Greatest anti-tribalism speech ever written

By Dominic Odipo

Kenya: It was, perhaps, the greatest peace speech ever delivered anywhere by a major political figure over the last 50 years.

According to Prof Jeffrey Sachs who powerfully critiques it in his latest book, “To Move the World: JFK’s Quest for Peace”, it was “the most important foreign policy speech of the modern presidency.” Sachs, the renowned economist, is also the director of the Earth Institute based at Columbia University in New York.

Nuclear holocaust

The speech was delivered by American President John F Kennedy (JFK) at the annual graduation or commencement ceremonies of the American University in Washington DC on June 10, 1963. Nine months earlier, the world had come to the brink of nuclear war which would have led to the annihilation of virtually the entire human race.

(Natural-language object grounding data)
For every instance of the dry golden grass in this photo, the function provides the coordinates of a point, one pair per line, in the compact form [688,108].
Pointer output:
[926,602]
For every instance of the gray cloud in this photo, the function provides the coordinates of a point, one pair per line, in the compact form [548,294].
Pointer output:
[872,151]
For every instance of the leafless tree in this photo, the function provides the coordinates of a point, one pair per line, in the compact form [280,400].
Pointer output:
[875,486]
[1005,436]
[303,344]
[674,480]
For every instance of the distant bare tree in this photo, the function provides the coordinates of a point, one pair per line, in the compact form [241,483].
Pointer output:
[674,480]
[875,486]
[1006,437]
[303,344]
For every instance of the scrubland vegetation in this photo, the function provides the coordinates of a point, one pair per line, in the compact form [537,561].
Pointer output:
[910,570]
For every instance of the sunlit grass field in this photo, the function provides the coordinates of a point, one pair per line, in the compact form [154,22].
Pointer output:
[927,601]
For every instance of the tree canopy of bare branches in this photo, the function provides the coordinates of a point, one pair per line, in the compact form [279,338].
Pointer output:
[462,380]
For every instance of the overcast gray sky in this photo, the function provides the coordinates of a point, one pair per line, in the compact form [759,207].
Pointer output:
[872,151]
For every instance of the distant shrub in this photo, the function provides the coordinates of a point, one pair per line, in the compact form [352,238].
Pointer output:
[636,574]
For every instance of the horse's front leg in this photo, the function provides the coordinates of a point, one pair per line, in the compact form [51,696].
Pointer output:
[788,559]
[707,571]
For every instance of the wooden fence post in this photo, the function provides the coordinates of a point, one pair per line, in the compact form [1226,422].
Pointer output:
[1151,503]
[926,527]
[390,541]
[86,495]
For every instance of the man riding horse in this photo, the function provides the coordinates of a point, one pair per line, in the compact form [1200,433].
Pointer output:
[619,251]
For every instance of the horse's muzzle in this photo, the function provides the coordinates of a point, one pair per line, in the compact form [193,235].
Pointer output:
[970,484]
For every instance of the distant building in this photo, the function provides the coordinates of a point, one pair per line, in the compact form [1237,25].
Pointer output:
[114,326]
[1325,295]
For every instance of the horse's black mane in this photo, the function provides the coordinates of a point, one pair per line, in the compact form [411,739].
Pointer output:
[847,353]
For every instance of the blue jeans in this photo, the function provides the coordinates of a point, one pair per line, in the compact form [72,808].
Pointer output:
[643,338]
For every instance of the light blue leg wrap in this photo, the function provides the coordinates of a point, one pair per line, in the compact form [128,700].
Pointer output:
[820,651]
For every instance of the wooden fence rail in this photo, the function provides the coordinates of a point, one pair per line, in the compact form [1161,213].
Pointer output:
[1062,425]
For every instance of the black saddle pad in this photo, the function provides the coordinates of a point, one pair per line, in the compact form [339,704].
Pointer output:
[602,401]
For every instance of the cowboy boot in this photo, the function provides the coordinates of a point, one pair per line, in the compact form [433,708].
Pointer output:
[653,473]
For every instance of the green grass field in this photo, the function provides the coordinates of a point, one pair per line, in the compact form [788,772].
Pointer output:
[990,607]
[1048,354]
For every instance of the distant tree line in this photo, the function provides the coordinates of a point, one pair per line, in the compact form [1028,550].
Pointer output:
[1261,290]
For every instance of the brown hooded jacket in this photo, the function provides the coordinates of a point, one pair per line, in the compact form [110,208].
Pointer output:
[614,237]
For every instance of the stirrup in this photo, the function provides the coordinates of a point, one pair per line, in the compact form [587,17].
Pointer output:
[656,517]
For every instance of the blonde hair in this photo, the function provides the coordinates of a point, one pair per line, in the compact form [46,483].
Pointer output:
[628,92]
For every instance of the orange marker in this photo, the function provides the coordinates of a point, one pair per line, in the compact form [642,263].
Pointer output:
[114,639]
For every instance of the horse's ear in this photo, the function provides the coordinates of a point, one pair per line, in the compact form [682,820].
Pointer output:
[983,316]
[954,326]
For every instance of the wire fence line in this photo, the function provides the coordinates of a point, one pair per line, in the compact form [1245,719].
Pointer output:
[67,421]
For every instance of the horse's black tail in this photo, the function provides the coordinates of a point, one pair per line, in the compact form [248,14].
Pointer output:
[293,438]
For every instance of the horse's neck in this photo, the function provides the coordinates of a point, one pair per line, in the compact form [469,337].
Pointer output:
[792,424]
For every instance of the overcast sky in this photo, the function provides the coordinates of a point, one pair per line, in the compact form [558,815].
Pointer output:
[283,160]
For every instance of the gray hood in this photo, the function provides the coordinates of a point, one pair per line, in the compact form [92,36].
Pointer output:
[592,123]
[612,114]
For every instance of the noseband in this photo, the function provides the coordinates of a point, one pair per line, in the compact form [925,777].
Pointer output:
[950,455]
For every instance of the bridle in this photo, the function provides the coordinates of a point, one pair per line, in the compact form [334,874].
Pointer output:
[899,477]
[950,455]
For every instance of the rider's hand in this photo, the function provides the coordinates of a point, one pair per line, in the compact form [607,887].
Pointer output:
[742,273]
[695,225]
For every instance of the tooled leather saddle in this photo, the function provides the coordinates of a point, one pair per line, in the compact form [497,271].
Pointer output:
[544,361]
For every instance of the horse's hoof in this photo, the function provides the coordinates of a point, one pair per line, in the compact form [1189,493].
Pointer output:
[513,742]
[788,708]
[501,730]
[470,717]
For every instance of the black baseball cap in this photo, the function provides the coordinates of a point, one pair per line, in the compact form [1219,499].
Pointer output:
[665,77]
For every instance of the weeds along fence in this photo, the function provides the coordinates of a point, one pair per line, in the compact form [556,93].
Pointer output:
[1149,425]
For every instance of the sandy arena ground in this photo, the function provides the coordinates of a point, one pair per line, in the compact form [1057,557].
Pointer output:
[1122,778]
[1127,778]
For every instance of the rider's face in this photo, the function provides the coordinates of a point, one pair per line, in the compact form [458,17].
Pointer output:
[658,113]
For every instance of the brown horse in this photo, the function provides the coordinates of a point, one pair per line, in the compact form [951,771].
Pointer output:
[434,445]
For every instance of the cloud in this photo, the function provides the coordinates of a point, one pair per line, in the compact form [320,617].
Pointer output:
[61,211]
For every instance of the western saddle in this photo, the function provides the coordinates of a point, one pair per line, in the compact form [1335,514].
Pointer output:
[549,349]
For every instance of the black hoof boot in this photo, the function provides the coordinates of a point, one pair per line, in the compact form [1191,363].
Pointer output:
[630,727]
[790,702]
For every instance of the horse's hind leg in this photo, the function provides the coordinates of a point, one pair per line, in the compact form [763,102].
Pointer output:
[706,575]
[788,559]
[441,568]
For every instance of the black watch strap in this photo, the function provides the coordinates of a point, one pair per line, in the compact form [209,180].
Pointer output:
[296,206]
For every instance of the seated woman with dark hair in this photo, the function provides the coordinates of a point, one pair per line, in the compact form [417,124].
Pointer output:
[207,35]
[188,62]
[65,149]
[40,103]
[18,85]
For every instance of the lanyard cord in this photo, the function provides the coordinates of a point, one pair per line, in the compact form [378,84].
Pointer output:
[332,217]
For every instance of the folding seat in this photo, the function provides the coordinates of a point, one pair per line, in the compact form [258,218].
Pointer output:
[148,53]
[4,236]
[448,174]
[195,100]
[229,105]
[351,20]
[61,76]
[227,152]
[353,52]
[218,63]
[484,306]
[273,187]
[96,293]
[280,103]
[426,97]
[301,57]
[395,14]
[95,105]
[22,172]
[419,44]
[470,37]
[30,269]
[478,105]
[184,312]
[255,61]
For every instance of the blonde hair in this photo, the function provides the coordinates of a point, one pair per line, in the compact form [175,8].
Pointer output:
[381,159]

* WHAT TO PRODUCE
In the article about Kennedy's peace speech, where and on what date did he deliver it?

* RESPONSE TO THE TASK
At the American University commencement ceremonies in Washington DC on June 10, 1963.